TASK DETAILS:
Can you reproduce the hoshin kanri text starting at "Using hoshin kanri within" and ending at "drive for improvement.", changing "C-suite" to "boardroom"?

EXCERPT TO READ:

Hoshin kanri is a strategic planning and management methodology that was developed by the Japanese in the 1950s, and taps the collective power of a group to create corporate excellence. By involving all levels of employees in the process of developing new operations, the principles of hoshin kanri can help ensure the success of strategic changes made with an eye toward continuous improvement and the elimination of waste that comes from inconsistent or non-existent communication.

A few shining examples of large companies that have successfully deployed hoshin kanri principles include Bank of America, Toyota and Hewlett-Packard.

So how could the principles of hoshin kanri be used within your banking or financial institution? It could be as simple as using these concepts as a tool to help develop a business plan for a new product, or as complex as creating a multi-level strategic plan to make sweeping changes in customer service.

Let’s take a look at one example. A few years ago, a mid-size U.S. financial recovery organization found that its outdated management structure was a major contributor to the company’s cash flow issues and excessive overhead costs. It needed to completely reinvent the way it conducted its business. By using hoshin kanri methodologies to develop process improvements, it flattened its management structure into a new, less hierarchical one that required 10 percent fewer operational staff members. Its collection rate improved by 100 BPS, and the cash flow this generated helped fund the purchase of a new debt portfolio.

So what are these magical hoshin kanri principles? You will find several definitions, but they really fall into several broad tasks:

  • A strategic view of your organization’s mission for the next three-five years
  • The development of objectives that help achieve the mission
  • Identification of key performance indicators (KPIs) for all levels of the organization
  • Tactical implementation of projects that support the achievement of goals
  • Scheduled progress reviews and measurement

Using hoshin kanri within your organization means that the entire business must focus on only a few goals at a time. Everyone, from the C-suite to the front line, needs to clearly understand the objectives of the process improvements — and everyone is accountable for the plan’s success. Hoshin kanri is meant to facilitate communication so that all staff members feel a part of a team and better understand why their contributions are important in a drive for improvement.

Part of a data file
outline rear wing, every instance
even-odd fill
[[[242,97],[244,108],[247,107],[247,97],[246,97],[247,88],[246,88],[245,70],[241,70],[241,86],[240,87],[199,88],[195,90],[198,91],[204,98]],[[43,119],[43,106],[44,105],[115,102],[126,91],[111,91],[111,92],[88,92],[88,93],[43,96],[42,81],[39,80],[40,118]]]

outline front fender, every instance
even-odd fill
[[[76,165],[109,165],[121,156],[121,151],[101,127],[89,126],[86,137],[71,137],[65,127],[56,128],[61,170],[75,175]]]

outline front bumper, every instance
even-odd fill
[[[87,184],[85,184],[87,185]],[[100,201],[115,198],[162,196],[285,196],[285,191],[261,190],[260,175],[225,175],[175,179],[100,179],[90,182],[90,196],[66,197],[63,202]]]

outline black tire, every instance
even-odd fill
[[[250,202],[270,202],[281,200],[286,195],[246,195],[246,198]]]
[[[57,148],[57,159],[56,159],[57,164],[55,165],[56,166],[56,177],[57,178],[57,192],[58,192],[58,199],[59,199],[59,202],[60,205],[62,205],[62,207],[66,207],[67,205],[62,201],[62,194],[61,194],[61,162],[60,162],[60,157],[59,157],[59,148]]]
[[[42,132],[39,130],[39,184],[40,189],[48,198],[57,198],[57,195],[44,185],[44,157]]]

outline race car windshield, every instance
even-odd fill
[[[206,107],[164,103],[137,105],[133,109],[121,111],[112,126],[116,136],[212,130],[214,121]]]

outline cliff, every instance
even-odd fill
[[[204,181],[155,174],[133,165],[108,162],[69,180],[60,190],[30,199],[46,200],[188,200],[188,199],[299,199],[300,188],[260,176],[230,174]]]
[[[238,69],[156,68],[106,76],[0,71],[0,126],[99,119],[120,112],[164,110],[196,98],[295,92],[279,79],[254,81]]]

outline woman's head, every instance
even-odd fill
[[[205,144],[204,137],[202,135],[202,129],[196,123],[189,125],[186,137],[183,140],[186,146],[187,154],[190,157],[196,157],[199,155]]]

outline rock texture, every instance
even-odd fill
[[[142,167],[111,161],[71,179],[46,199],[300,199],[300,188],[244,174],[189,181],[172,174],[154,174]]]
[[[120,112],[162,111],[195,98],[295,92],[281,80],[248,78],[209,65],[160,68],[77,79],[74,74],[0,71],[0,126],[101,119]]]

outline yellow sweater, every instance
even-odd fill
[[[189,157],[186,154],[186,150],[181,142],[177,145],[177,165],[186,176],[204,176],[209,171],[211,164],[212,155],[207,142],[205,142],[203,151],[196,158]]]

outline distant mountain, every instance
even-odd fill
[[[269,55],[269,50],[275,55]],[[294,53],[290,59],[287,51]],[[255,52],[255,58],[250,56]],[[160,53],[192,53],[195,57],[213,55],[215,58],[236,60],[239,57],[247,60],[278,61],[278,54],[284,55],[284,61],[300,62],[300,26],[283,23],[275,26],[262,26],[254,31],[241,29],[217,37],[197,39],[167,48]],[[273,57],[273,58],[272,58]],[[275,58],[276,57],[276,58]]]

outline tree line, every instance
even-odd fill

WRITTEN SOLUTION:
Using hoshin kanri within your organization means that the entire business must focus on only a few goals at a time. Everyone, from the boardroom to the front line, needs to clearly understand the objectives of the process improvements — and everyone is accountable for the plan’s success. Hoshin kanri is meant to facilitate communication so that all staff members feel a part of a team and better understand why their contributions are important in a drive for improvement.